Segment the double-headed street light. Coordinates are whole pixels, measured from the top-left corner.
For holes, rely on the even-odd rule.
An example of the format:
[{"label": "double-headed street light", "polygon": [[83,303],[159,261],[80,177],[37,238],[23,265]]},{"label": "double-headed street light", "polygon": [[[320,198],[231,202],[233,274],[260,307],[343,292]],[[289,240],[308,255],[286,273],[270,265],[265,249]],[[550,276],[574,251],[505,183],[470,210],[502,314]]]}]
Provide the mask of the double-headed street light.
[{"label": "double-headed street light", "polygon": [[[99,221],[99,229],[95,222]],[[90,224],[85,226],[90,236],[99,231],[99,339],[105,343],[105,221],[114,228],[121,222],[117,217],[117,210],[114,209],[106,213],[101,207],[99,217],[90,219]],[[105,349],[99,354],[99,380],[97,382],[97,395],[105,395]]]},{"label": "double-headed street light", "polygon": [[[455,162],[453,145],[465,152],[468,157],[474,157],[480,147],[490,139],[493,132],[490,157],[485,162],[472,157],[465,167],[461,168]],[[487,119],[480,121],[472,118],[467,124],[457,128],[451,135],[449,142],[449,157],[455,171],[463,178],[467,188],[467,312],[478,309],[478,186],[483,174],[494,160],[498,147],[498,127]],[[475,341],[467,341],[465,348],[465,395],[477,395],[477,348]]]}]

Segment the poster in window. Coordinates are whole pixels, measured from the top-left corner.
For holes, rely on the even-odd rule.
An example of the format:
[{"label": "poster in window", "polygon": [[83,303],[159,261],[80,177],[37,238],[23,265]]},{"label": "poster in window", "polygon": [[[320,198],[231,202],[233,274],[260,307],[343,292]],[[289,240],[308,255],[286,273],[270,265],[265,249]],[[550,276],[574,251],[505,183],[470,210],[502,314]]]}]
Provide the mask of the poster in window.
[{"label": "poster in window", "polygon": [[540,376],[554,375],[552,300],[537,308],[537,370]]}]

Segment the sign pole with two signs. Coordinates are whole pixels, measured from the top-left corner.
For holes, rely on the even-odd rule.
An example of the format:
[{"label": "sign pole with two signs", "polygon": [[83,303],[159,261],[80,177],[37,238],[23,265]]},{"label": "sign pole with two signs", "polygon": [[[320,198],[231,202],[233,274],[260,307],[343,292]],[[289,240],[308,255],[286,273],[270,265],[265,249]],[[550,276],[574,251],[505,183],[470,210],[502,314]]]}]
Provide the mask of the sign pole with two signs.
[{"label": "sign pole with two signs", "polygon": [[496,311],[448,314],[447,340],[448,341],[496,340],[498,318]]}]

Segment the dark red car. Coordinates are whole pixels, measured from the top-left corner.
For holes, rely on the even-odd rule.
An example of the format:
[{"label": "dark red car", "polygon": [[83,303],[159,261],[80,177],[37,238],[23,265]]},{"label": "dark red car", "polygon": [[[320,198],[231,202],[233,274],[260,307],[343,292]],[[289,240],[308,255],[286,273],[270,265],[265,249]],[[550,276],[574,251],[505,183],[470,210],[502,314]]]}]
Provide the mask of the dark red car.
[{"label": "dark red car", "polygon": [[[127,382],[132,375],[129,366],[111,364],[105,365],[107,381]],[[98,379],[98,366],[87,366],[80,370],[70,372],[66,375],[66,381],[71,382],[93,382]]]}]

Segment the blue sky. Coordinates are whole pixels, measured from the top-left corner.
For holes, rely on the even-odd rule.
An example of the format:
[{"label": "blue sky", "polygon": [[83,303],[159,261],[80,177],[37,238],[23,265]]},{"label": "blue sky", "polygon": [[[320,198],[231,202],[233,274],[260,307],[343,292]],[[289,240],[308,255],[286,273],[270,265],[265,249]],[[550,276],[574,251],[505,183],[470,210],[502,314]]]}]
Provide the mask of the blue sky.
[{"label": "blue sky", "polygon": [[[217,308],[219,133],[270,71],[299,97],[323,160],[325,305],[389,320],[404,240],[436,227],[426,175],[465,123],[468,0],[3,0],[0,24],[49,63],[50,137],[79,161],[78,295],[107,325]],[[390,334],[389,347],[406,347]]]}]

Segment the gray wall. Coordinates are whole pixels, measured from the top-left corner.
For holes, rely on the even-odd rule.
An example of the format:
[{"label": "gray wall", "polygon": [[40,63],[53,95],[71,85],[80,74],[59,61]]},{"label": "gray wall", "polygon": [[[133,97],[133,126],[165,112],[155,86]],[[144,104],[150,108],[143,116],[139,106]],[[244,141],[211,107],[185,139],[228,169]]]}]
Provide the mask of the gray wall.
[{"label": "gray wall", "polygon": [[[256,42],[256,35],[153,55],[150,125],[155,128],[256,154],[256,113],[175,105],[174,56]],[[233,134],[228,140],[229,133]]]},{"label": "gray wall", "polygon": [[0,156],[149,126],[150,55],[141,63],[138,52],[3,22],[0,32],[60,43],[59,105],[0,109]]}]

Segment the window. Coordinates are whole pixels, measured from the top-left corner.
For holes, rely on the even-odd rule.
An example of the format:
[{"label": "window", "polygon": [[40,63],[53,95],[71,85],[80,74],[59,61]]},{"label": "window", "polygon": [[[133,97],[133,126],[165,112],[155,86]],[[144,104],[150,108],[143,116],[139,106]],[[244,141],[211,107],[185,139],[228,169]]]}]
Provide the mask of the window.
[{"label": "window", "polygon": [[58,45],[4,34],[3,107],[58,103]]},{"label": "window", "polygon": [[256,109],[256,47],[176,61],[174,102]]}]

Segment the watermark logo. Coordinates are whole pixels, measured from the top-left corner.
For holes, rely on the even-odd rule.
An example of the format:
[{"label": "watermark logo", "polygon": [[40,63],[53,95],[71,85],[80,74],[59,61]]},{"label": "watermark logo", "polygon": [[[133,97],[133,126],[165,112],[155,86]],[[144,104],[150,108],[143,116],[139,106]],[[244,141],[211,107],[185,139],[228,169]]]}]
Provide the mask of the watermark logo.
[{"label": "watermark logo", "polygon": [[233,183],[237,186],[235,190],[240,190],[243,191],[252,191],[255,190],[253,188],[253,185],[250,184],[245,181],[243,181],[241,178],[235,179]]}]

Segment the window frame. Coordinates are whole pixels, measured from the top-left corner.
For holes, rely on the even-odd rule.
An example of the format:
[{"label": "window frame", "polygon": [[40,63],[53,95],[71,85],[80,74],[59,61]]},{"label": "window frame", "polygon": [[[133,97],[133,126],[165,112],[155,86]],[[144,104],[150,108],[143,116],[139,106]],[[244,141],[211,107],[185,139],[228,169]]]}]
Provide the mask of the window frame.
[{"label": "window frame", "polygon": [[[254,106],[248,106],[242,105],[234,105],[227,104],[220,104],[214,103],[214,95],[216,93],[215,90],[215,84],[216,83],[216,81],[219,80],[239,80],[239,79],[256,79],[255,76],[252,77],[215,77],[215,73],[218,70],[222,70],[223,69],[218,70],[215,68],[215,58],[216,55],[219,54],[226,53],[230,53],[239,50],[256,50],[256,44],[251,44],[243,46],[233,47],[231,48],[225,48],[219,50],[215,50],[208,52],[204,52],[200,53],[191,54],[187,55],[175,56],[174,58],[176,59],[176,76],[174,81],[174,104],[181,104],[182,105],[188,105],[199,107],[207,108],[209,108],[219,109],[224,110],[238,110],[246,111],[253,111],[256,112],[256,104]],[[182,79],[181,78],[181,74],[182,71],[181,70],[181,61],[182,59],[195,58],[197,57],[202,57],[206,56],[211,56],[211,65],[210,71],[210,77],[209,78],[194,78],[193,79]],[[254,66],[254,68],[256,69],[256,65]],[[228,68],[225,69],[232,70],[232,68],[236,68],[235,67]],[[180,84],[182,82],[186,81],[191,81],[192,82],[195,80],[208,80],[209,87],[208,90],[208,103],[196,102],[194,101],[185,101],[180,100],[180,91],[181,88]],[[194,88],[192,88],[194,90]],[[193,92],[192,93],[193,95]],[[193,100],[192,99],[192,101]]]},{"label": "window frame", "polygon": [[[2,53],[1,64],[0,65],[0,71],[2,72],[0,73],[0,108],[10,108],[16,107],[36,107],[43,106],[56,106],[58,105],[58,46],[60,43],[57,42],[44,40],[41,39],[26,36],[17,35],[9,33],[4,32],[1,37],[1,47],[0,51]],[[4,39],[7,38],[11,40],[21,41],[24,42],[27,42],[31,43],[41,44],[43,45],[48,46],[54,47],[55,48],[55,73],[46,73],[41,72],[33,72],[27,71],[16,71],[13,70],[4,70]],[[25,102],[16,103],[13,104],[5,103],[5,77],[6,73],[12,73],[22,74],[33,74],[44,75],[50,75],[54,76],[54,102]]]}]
────────
Instructions to follow
Format the stretch of the records from the line containing "Segment the blue" through the line containing "Provide the mask of the blue sky." as a numbered list, leaving out any blank lines.

Solution to this exercise
1. Segment the blue sky. Coordinates are whole pixels, measured from the top-left corner.
2. For holes, rely on the even-odd rule.
3. An example of the format:
4. [{"label": "blue sky", "polygon": [[83,303],[159,261],[80,177],[37,238],[23,265]]},{"label": "blue sky", "polygon": [[[320,198],[231,202],[233,274],[260,307],[343,292]],[[289,240],[308,255],[286,273],[270,265],[265,249]],[[550,276],[574,251],[505,183],[470,210],[502,314]]]}]
5. Provide the mask of the blue sky.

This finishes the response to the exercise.